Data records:
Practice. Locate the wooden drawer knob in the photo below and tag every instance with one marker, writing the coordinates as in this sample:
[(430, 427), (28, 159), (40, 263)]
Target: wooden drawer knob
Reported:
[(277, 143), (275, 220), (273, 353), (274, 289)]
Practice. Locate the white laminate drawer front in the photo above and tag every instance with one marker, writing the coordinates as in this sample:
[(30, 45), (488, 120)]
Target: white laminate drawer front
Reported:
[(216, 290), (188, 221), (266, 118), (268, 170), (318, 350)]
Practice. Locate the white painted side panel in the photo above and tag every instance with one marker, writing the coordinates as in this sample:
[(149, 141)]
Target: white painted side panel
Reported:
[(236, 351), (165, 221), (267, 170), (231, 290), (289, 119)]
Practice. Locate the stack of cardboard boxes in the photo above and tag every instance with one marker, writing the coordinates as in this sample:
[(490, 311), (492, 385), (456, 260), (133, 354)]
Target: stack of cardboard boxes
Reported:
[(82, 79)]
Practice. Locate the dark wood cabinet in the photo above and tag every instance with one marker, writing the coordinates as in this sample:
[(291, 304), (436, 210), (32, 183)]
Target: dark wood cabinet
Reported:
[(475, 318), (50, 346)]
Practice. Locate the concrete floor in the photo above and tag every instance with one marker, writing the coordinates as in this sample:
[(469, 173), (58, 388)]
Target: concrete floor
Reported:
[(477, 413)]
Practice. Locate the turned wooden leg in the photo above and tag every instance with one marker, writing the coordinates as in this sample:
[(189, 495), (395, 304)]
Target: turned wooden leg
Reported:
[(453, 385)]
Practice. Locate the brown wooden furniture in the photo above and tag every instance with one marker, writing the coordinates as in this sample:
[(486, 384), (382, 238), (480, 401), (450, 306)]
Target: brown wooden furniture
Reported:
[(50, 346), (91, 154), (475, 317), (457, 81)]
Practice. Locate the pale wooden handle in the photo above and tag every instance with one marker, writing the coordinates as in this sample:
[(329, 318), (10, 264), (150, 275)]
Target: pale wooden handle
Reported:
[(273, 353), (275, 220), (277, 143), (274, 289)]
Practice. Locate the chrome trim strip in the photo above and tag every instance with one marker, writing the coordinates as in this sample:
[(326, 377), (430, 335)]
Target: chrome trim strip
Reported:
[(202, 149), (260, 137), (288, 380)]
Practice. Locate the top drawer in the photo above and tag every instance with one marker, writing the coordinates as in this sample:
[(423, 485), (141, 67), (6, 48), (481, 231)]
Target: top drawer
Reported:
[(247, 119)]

* INSTRUCTION: Reproduce every one of these lines verbatim.

* OUTPUT BELOW:
Practice. Locate the wooden drawer knob in the photo below and tag every instance with one marker, writing the coordinates as in this sample:
[(430, 427), (28, 159), (40, 263)]
Target: wooden drawer knob
Reported:
[(277, 143), (275, 220), (273, 353), (274, 289)]
Practice. Locate the white laminate drawer front in the photo above and tag every instance with one marker, writing the coordinates as in this sample:
[(30, 45), (488, 120)]
Target: white laminate drawer front
Reported:
[(216, 290), (188, 221), (266, 118), (268, 170), (318, 350)]
Practice. Locate the white painted side panel in the photo above and tag every instance with one marker, writing the coordinates as in this sample:
[(149, 141)]
Target: white painted side panel
Reported:
[(236, 351), (165, 221), (267, 170), (231, 290), (289, 119)]
Practice. Locate the stack of cardboard boxes in the photo above and tag every instance with one marker, writing the coordinates as in this sample:
[(490, 311), (492, 385), (456, 260), (133, 354)]
Target: stack of cardboard boxes
Reported:
[(82, 79)]
Practice. Locate the dark wood cabinet in the photo above and tag every instance with one marker, writing the coordinates as in this sample:
[(291, 304), (436, 210), (32, 183)]
Target: dark wood cabinet
Reported:
[(475, 318), (50, 346)]
Practice. Locate the concrete floor in the photo above and tag every instance with one marker, writing the coordinates as in this sample:
[(469, 173), (58, 388)]
Target: concrete floor
Reported:
[(477, 413)]
Practice. Locate the turned wooden leg in the photo above and tag every instance with one marker, writing the coordinates as in this sample:
[(189, 495), (395, 304)]
Target: turned wooden leg
Reported:
[(453, 385)]
Practice. Locate the brown wooden furniture in the photo above and tag every instance with one marker, writing the coordinates as in this sample:
[(486, 384), (382, 238), (480, 401), (450, 306)]
Target: brown wooden furniture
Reported:
[(50, 346), (91, 154), (475, 317), (457, 81)]
Practice. Locate the pale wooden handle in the photo above and tag every instance with one marker, writing the coordinates as in this sample:
[(329, 318), (10, 264), (150, 275)]
Target: pale wooden handle
Reported:
[(273, 353), (275, 220), (277, 143), (274, 289)]
Practice. Locate the chrome trim strip in the photo above and tag every instance with one marker, writing the coordinates as in this sample:
[(326, 377), (430, 335)]
Target: chrome trim strip
Reported:
[(202, 149), (260, 137), (288, 380)]
Practice. Locate the top drawer in the photo above and tag every instance with one marker, writing the coordinates as in this sample:
[(423, 485), (141, 67), (6, 48), (481, 231)]
Target: top drawer
Reported:
[(247, 119)]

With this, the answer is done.